» **SOURCE EXTRACT**:
Not only are wood ants fascinating and beautiful insects in their own right, but they perform a number if important roles in the forest ecosystem, earning them the status of “keystone” species, species which play critical roles in the structure of their ecological community, thus affecting many other organisms belonging to different trophic levels in the food web.

Wood ants are believed to:

  • Affect tree growth through their relationship with tree canopy aphids and through removal of insects that can cause pest outbreaks (caterpillars of moths such as the pine looper, Bupalus piniaria);
  • Influence soil communities through excavation of their nests and by providing nutrients for new plant growth when a nest is abandoned;
  • Provide food for a wide range of animals including green woodpecker (south of England), capercaille (Scottish Highlands) and badgers to name a few;
  • Distribute the seeds of plants, including rarities such as small cow-wheat (Melampyrum sylvaticum), an endangered species; and
  • Provide birds with a method of removing parasites – some birds are known to visit wood ant nests to be sprayed by formic acid which repels lice and mites

In addition to this, the thatched mounds of wood ants are home to a community of specialist invertebrates which are found no where else.

» **MATERIAL SHOWN**:

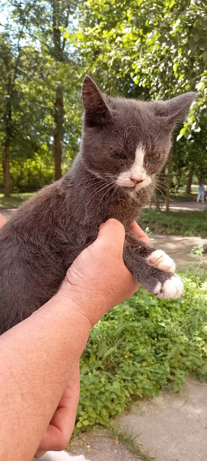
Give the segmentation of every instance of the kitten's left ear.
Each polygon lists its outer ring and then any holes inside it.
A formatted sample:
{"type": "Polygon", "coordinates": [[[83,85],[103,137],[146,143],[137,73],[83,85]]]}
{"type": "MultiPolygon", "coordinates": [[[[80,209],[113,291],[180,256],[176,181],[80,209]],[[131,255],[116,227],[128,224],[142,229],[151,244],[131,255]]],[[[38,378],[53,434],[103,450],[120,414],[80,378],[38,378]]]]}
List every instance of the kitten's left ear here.
{"type": "Polygon", "coordinates": [[[155,115],[166,118],[169,124],[183,122],[196,95],[196,93],[190,92],[177,96],[168,101],[155,101],[152,104],[155,115]]]}
{"type": "Polygon", "coordinates": [[[104,95],[88,75],[84,78],[82,89],[85,118],[90,126],[103,125],[110,118],[110,111],[104,95]]]}

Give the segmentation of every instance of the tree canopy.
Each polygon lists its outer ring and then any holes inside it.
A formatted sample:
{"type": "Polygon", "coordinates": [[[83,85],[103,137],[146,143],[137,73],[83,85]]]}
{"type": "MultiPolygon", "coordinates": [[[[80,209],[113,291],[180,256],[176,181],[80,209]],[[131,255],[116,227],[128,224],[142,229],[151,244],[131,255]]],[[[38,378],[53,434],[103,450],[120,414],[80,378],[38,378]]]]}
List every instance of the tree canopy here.
{"type": "Polygon", "coordinates": [[[0,185],[6,194],[9,172],[12,190],[27,191],[69,167],[80,143],[86,73],[112,95],[153,100],[196,91],[176,133],[170,173],[175,186],[180,174],[189,175],[190,187],[193,174],[207,177],[205,1],[7,0],[4,14],[0,185]]]}

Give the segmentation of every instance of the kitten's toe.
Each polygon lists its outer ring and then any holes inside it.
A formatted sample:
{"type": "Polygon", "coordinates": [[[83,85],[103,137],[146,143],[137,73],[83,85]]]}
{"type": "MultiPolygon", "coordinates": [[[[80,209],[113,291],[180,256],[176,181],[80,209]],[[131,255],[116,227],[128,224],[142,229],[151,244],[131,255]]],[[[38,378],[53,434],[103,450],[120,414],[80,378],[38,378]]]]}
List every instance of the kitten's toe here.
{"type": "Polygon", "coordinates": [[[184,290],[183,284],[178,275],[172,275],[164,283],[159,282],[153,290],[154,294],[163,299],[179,298],[184,290]]]}
{"type": "Polygon", "coordinates": [[[155,250],[147,258],[147,262],[150,266],[157,267],[162,272],[174,272],[175,264],[173,260],[163,250],[155,250]]]}

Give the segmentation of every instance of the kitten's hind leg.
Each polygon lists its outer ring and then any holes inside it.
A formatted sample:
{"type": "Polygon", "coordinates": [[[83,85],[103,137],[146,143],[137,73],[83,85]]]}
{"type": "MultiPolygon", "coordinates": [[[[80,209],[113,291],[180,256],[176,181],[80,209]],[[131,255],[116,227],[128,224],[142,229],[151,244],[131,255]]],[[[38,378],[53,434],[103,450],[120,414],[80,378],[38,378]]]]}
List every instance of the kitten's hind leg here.
{"type": "Polygon", "coordinates": [[[73,456],[67,451],[47,451],[41,458],[34,458],[37,461],[89,461],[83,455],[73,456]]]}
{"type": "Polygon", "coordinates": [[[136,280],[150,292],[165,299],[182,295],[183,284],[174,274],[175,265],[162,250],[146,245],[131,232],[126,232],[123,258],[136,280]]]}

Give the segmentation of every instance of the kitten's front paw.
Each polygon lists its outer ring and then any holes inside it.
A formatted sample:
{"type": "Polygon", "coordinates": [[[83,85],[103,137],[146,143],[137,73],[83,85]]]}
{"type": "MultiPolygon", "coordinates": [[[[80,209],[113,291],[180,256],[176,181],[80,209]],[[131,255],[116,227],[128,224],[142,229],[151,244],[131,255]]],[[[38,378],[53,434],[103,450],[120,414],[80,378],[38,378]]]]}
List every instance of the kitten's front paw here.
{"type": "Polygon", "coordinates": [[[147,262],[150,266],[153,266],[162,272],[172,272],[175,271],[175,264],[173,260],[168,256],[163,250],[155,250],[147,258],[147,262]]]}
{"type": "Polygon", "coordinates": [[[169,299],[179,298],[184,290],[183,284],[178,275],[172,275],[164,283],[159,282],[153,290],[154,294],[158,298],[169,299]]]}

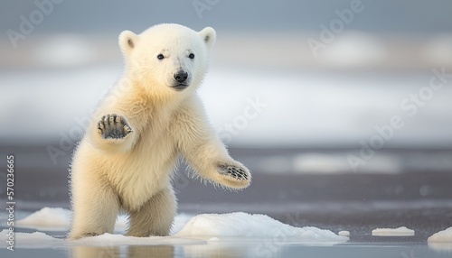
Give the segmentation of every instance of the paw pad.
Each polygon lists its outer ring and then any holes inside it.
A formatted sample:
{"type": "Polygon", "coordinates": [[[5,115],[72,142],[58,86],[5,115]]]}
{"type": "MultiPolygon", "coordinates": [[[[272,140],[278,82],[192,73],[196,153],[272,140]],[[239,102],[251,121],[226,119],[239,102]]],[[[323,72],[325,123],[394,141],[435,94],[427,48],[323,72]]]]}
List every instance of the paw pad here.
{"type": "Polygon", "coordinates": [[[248,180],[250,176],[245,169],[232,164],[218,164],[219,172],[221,175],[230,176],[237,180],[248,180]]]}
{"type": "Polygon", "coordinates": [[[98,131],[104,139],[123,139],[133,132],[126,119],[116,114],[102,116],[98,131]]]}

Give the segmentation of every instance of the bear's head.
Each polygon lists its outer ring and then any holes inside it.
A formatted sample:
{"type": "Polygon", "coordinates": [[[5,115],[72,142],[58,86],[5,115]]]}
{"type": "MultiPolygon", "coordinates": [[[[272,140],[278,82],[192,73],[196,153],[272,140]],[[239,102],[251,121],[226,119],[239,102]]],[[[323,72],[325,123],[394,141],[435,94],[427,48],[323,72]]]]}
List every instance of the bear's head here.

» **TASKS TO PERFORM**:
- A) Please output the section of the wood ants text that opens with the words containing "Not only are" and closes with "the food web.", copied word for word.
- B) Translate this sentence from the wood ants text into Spanish: "In addition to this, the thatched mounds of wood ants are home to a community of specialist invertebrates which are found no where else."

» **ANSWERS BY TASK**:
- A)
Not only are wood ants fascinating and beautiful insects in their own right, but they perform a number if important roles in the forest ecosystem, earning them the status of “keystone” species, species which play critical roles in the structure of their ecological community, thus affecting many other organisms belonging to different trophic levels in the food web.

- B) Además de esto, los montículos recubiertos de restos vegetales de las hormigas de los bosques albergan una comunidad de invertebrados especialistas que no se encuentran en ningún otro lugar.